━━━━━ Raw data ━━━━━
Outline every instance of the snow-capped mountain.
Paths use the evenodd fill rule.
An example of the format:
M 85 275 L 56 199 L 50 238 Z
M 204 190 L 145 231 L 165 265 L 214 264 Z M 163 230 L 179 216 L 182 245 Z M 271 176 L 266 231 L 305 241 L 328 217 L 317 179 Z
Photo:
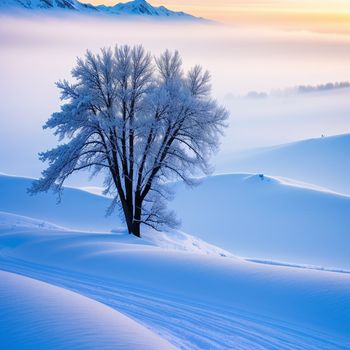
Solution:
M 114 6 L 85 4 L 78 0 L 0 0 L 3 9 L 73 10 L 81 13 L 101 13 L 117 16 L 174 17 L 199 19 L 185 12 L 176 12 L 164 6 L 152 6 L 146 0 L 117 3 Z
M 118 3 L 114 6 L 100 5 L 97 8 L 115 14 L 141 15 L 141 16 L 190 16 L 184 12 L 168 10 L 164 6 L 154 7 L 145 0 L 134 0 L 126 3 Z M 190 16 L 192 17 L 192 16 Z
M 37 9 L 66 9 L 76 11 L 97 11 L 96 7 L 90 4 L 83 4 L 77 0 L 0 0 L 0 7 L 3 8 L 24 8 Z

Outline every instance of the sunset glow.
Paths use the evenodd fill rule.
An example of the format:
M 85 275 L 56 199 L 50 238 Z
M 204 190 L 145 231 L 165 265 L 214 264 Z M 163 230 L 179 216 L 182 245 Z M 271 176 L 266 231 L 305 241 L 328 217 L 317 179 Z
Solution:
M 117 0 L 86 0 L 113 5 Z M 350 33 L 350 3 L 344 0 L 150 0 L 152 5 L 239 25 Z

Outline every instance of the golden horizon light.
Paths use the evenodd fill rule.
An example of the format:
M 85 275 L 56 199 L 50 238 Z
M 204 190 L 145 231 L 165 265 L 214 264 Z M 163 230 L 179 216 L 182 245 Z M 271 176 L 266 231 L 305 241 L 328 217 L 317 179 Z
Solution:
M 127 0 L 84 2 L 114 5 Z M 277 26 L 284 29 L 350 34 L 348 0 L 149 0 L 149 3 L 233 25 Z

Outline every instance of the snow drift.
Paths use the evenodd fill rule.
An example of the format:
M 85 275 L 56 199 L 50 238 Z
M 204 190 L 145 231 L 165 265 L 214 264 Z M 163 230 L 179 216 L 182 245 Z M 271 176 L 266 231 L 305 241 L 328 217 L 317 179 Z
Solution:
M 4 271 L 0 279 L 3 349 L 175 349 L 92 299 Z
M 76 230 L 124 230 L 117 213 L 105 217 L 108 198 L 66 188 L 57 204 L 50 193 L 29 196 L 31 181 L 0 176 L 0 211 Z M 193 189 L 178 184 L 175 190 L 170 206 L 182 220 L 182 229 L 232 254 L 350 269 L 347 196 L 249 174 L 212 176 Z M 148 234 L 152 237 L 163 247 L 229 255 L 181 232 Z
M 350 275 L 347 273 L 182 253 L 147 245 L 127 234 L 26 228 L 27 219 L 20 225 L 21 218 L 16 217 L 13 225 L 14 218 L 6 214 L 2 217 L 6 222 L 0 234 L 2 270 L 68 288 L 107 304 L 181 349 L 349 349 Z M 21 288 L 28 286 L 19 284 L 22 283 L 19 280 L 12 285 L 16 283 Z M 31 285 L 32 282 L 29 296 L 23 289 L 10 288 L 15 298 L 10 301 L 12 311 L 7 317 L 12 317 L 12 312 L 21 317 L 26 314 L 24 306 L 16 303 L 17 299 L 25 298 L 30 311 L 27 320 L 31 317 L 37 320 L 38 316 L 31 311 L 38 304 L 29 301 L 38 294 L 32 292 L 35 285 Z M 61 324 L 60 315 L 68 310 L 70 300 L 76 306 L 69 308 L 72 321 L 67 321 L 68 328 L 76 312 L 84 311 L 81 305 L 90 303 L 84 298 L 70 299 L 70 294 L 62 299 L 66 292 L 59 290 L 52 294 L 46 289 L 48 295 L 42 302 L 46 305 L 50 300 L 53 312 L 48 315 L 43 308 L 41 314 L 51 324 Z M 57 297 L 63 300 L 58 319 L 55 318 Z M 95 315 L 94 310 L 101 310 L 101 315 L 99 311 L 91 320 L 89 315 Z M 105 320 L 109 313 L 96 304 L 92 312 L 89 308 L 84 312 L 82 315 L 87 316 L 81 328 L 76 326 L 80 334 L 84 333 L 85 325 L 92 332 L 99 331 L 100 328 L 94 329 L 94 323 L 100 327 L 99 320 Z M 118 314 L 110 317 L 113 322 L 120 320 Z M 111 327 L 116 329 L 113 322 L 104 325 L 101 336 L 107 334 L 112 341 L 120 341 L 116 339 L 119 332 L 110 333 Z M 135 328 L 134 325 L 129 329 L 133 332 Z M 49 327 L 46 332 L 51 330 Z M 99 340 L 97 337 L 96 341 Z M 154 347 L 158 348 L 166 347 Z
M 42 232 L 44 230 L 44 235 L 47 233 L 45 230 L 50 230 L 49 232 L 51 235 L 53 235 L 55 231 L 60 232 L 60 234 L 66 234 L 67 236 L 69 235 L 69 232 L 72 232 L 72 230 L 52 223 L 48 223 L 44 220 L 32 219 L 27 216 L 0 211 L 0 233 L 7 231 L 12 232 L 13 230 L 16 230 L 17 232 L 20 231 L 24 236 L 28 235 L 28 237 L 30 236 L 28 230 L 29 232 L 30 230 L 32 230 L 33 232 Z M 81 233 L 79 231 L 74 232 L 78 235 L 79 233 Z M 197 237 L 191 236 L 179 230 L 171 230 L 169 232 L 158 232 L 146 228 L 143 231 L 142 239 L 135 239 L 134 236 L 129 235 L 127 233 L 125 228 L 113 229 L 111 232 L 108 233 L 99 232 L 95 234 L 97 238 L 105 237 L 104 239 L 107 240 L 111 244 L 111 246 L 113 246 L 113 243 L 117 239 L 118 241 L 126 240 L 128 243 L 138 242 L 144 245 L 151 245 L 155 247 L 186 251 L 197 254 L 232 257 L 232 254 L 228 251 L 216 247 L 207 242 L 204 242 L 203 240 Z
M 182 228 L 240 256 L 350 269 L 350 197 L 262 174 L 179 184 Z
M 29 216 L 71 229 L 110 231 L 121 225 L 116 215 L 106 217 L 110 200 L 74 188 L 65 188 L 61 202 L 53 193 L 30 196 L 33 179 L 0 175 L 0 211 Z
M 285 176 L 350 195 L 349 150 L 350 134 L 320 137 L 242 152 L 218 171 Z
━━━━━
━━━━━ Raw data ━━━━━
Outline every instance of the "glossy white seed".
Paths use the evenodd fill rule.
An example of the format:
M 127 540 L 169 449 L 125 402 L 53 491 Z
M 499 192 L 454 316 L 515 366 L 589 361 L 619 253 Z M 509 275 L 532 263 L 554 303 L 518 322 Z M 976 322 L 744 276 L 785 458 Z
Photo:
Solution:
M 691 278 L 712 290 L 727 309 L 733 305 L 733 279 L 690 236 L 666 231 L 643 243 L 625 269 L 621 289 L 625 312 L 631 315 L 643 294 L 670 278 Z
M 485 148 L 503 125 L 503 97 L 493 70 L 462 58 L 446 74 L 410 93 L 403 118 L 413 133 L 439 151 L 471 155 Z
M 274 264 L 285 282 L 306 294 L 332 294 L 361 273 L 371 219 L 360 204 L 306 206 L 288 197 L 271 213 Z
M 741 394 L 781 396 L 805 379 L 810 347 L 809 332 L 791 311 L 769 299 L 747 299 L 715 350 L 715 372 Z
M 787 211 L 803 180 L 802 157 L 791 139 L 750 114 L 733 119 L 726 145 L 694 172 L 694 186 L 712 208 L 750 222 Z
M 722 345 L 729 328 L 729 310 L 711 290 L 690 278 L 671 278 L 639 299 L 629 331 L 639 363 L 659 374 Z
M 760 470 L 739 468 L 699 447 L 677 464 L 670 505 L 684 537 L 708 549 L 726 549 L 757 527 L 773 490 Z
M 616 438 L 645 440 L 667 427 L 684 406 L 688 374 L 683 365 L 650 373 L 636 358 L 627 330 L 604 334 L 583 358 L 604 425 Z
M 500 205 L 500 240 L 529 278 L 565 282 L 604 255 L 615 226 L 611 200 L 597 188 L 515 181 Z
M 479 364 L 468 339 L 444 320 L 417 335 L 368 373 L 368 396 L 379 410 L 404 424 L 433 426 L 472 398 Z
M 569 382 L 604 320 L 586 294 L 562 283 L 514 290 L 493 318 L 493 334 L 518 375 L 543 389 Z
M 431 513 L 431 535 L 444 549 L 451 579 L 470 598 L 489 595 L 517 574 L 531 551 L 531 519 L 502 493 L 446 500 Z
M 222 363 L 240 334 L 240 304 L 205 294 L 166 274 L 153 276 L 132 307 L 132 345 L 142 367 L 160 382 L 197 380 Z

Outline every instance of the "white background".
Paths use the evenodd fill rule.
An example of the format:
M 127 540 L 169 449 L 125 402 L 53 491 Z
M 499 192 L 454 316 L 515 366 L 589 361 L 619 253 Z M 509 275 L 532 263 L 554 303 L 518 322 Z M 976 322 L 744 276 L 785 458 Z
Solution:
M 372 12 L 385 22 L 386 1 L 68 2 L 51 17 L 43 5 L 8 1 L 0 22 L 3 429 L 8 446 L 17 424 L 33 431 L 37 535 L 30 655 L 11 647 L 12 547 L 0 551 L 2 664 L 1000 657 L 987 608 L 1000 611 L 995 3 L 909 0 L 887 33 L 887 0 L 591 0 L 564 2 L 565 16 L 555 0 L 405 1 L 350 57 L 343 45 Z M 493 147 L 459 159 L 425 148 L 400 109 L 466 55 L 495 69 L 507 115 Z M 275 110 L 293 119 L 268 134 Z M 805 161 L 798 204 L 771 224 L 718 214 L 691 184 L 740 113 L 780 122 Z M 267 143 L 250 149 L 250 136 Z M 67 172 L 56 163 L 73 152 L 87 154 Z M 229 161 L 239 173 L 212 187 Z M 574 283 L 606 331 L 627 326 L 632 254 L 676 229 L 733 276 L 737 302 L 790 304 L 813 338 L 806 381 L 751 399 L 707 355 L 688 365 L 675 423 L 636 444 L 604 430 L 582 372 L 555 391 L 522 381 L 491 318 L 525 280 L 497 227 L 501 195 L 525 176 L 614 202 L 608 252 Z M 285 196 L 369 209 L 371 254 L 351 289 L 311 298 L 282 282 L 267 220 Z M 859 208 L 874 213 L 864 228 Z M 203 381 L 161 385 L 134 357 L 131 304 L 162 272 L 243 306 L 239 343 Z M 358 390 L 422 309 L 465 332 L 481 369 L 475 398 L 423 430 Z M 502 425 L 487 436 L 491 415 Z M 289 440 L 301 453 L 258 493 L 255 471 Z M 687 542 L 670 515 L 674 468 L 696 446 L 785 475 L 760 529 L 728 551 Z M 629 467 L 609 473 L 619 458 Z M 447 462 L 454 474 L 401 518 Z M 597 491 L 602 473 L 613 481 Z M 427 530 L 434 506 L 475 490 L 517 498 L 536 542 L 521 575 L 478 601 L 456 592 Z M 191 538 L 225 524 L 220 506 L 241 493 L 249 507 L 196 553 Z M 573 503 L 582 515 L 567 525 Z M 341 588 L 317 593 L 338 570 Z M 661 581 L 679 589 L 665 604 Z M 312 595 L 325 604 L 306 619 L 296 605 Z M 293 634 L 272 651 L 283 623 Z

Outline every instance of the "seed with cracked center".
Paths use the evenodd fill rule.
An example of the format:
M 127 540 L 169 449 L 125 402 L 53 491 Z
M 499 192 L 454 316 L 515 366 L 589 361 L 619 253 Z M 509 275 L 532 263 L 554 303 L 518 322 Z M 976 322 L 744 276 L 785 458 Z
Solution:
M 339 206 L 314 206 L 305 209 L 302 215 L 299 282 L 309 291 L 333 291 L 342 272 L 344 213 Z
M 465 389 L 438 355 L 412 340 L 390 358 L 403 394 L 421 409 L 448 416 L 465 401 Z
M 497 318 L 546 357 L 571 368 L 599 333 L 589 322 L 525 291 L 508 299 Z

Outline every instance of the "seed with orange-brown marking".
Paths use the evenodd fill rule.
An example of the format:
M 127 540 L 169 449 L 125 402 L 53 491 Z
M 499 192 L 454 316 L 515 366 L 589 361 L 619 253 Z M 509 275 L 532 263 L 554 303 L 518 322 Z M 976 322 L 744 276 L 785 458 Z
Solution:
━━━━━
━━━━━ Raw data ━━━━━
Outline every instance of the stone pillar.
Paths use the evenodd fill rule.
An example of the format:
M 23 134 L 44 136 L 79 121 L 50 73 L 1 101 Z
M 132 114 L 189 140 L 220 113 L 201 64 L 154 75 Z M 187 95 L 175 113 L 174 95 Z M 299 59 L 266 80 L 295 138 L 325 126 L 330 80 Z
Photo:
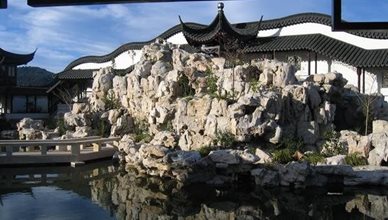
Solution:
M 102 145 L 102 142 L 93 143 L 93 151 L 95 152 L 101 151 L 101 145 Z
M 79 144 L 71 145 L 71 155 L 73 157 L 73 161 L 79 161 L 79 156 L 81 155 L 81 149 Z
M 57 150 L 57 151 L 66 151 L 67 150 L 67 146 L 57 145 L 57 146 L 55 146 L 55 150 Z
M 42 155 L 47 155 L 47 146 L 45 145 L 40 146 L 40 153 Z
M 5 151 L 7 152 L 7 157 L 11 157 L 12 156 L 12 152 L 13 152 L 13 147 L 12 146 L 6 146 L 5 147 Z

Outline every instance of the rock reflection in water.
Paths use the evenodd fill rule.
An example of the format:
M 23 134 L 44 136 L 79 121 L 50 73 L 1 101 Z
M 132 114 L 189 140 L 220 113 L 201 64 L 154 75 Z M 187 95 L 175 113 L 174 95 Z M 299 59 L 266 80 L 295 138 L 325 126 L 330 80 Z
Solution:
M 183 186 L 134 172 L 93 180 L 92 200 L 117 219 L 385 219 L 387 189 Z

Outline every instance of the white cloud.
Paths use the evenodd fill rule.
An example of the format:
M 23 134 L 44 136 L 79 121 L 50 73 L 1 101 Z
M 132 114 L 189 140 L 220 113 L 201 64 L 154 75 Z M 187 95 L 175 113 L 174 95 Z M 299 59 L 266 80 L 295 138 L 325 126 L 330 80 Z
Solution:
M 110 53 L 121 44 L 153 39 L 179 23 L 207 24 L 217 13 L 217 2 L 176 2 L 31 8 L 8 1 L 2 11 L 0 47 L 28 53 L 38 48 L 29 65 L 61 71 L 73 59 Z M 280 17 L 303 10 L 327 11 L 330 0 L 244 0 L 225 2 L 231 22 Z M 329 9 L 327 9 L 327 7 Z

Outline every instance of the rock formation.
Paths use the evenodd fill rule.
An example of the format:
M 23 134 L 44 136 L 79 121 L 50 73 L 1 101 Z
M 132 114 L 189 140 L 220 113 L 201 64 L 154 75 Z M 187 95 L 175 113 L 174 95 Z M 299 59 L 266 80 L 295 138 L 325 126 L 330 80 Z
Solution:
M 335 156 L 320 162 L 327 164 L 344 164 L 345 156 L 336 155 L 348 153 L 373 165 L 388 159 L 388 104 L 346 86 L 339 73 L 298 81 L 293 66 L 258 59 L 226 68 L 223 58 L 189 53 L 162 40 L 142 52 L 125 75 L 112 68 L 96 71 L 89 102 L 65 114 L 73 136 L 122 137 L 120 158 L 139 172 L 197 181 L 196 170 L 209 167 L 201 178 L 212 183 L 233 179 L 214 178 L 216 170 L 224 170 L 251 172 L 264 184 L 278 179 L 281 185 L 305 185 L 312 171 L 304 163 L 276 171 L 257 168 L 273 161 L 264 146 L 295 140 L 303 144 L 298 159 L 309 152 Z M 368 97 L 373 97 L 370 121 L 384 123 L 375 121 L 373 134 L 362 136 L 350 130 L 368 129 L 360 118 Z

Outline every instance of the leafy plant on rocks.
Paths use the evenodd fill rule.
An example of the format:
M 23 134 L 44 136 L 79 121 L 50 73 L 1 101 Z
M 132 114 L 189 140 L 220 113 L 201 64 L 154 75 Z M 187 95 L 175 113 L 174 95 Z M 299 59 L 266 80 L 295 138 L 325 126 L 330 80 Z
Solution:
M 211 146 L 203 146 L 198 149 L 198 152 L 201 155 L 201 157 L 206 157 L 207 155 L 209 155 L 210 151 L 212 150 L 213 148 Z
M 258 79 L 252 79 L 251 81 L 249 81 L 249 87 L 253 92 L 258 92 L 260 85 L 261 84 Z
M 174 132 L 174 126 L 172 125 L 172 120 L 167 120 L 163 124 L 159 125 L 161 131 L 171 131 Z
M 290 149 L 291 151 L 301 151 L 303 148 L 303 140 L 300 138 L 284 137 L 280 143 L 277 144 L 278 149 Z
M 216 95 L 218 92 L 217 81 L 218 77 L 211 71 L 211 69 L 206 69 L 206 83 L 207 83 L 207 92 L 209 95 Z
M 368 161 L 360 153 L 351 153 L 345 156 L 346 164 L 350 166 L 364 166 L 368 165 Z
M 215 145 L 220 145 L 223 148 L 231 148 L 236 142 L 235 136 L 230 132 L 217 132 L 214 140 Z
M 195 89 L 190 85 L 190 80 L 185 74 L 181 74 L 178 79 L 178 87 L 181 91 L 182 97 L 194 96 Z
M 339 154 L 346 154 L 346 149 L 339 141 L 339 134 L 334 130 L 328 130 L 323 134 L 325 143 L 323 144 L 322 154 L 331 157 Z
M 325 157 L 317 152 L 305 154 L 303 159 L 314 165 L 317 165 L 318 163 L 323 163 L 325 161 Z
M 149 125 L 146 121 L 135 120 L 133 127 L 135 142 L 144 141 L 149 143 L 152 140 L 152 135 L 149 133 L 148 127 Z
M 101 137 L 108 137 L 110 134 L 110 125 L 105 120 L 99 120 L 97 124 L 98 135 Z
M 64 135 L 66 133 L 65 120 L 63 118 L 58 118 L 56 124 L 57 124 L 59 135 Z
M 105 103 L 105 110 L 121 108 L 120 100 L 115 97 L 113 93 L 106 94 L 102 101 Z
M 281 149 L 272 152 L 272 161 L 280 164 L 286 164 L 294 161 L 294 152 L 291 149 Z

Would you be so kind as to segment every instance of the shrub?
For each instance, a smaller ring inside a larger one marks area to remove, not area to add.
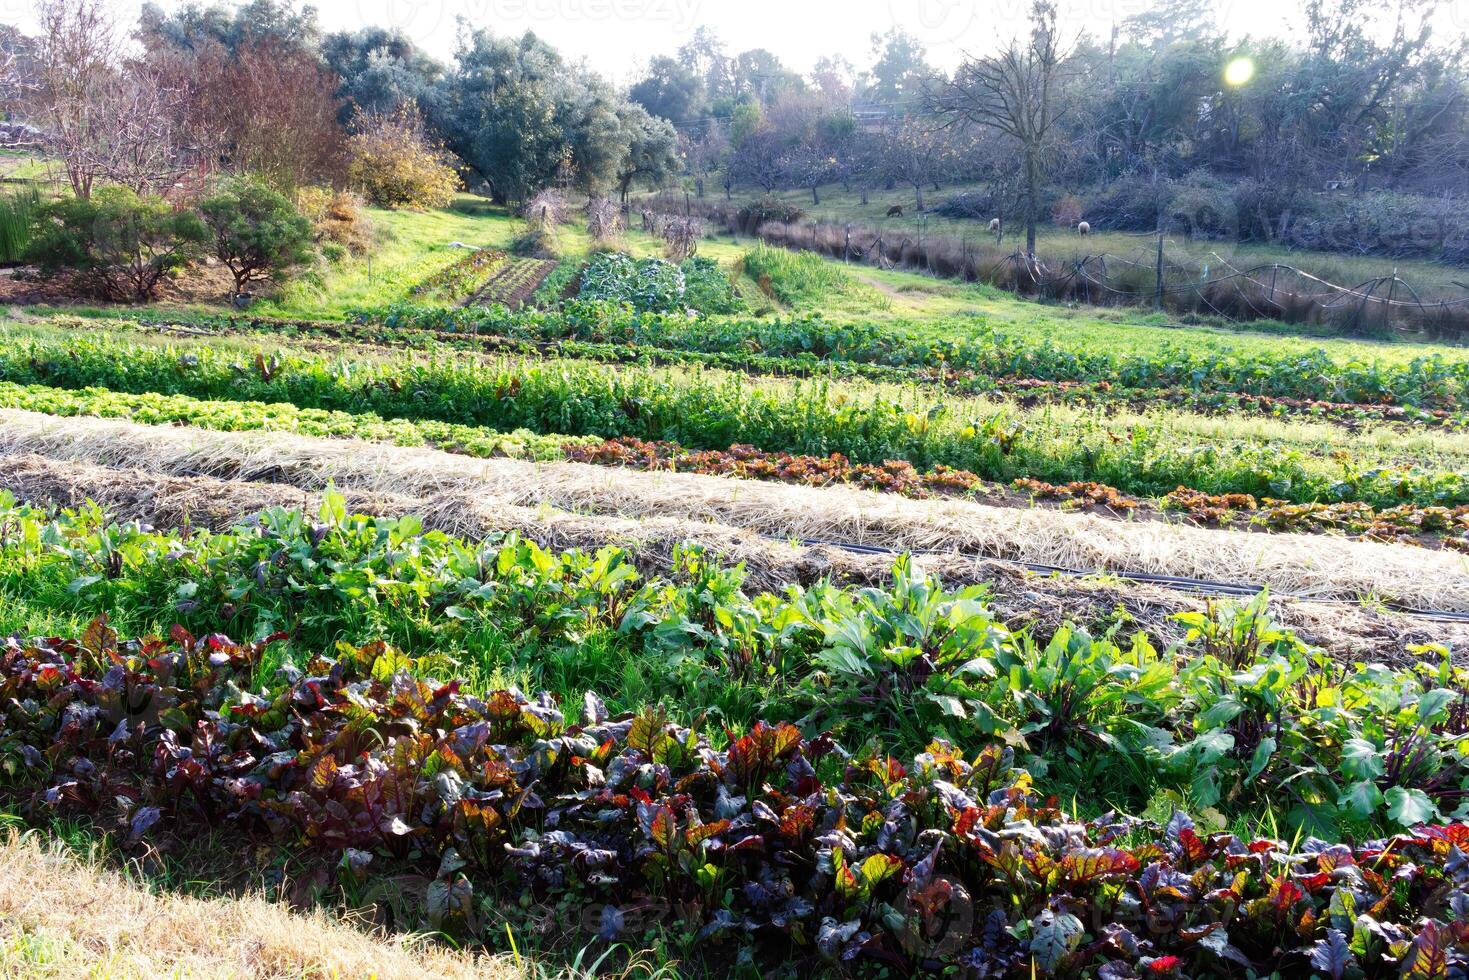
━━━━━
Only the lines above that hold "with" are wanted. Show every one of them.

Exercise solution -
Outline every instance of the "seed with cracked center".
Outline every instance of the "seed with orange-brown marking".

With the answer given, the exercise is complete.